→ **PROBLEM STATEMENT**
Rewrite the release notes starting with "v0.71.7 — Eval" and going on through "the offline heuristic.", with "heuristic" replaced by "rule-based".

→ **EXTRACT PROVIDED**
=== Section Start ===

Skip to content

v0.71.7 — Eval live runners

Choose a tag to compare

@MakazhanAlpamys MakazhanAlpamys released this 03 Jun 06:53
· 45 commits to main since this release

What's New

Eval live runners — six probe surfaces that previously emitted heuristic / neutral stubs now load a real model and run live (closes #161, #162, #208, #211, #212, #165). A new shared soup_cli/utils/live_eval.py provides the model-loading primitives (generator / multi-generator closures, masked cross-entropy eval-loss, a short-LoRA probe, held-out logit agreement); every heavy import (torch / transformers / peft / lm_eval) stays lazy.

  • soup advise --probe-model <id> — LIVE ROI probe: zero/few-shot token-F1 baselines, a short LoRA probe (relative held-out-loss improvement + real wall-clock), and base-model proximity (held-out logit agreement) folded into the dataset profile. Without --probe-model, --probe stays the offline heuristic.
  • soup tunability --live — real per-candidate LoRA probe: loads each repo_id, trains --probe-steps on a held-out-excluded slice, reports the held-out-loss drop.
  • soup eval capability --live --model <id> — invokes lm-eval-harness per resolved task (or --tasks) with --limit / --device, isolating per-task failures and surfacing a no-metric result as an explicit error.
  • soup eval behavior --base-model <id> [--adapter <path>] — generates pre/post responses on the bundled behaviour battery and scores the live diff.
  • soup diagnose --base-model <id> [--adapter <path>] [--dataset <jsonl>] [--tokenizer <id>] — runs all six failure-mode probes (forgetting / refusal / format / mode_collapse / memorization / contamination) live; falls back to neutral OK or --evidence JSON when no model is supplied.

Validated end-to-end on real SmolLM2-135M (RTX 3050 4 GB): lora_probe loss 3.063→2.933, proximity 0.679, capability arc_easy acc_norm=1.0 via real lm-eval, diagnose all-six-probes OK, behaviour live diff, tunability delta 0.072.

=== Section End ===

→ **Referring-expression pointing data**
=== Section Start ===

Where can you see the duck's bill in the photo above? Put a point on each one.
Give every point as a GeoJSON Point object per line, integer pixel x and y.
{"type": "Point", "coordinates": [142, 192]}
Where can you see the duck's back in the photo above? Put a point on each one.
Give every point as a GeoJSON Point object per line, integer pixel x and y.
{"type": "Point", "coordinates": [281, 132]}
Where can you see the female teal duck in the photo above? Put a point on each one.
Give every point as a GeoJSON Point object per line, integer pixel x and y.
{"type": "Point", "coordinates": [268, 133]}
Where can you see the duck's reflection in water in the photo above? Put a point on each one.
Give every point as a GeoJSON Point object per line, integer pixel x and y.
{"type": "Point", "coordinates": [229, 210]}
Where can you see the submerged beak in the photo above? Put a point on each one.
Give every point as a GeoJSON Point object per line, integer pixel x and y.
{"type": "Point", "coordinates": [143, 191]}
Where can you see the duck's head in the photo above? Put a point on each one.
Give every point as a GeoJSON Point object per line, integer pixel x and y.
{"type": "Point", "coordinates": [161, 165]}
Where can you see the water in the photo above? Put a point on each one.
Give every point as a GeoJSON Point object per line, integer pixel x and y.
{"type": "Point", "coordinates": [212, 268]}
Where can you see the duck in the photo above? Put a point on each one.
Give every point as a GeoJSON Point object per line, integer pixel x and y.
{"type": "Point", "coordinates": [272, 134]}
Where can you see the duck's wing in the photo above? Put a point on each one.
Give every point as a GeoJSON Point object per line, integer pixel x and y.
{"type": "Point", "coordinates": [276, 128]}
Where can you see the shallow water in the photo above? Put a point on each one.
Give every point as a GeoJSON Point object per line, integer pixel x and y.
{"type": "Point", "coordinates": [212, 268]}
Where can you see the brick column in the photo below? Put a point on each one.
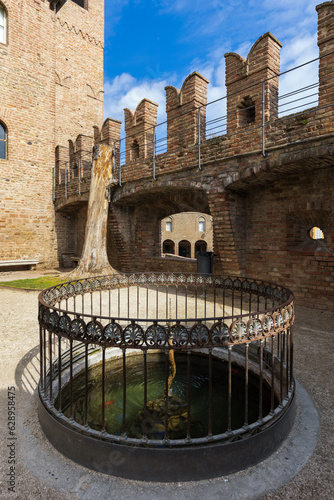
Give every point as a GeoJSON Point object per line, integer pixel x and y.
{"type": "Point", "coordinates": [182, 114]}
{"type": "Point", "coordinates": [244, 84]}
{"type": "Point", "coordinates": [139, 130]}
{"type": "Point", "coordinates": [229, 233]}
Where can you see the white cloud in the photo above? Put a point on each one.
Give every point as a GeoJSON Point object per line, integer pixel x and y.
{"type": "Point", "coordinates": [125, 91]}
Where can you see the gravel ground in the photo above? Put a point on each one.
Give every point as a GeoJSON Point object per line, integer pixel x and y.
{"type": "Point", "coordinates": [303, 468]}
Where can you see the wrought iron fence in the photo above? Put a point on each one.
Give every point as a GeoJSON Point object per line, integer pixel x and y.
{"type": "Point", "coordinates": [93, 328]}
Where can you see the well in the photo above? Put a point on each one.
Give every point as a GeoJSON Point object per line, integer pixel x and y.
{"type": "Point", "coordinates": [166, 376]}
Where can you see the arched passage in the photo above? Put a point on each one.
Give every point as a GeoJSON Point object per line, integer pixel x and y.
{"type": "Point", "coordinates": [184, 248]}
{"type": "Point", "coordinates": [200, 246]}
{"type": "Point", "coordinates": [168, 246]}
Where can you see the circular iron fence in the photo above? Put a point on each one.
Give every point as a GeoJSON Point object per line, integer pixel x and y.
{"type": "Point", "coordinates": [94, 327]}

=== Section End ===

→ **EXERCISE ANSWER**
v0.71.7 — Eval live runners

Choose a tag to compare

@MakazhanAlpamys MakazhanAlpamys released this 03 Jun 06:53
· 45 commits to main since this release

What's New

Eval live runners — six probe surfaces that previously emitted rule-based / neutral stubs now load a real model and run live (closes #161, #162, #208, #211, #212, #165). A new shared soup_cli/utils/live_eval.py provides the model-loading primitives (generator / multi-generator closures, masked cross-entropy eval-loss, a short-LoRA probe, held-out logit agreement); every heavy import (torch / transformers / peft / lm_eval) stays lazy.

  • soup advise --probe-model <id> — LIVE ROI probe: zero/few-shot token-F1 baselines, a short LoRA probe (relative held-out-loss improvement + real wall-clock), and base-model proximity (held-out logit agreement) folded into the dataset profile. Without --probe-model, --probe stays the offline rule-based.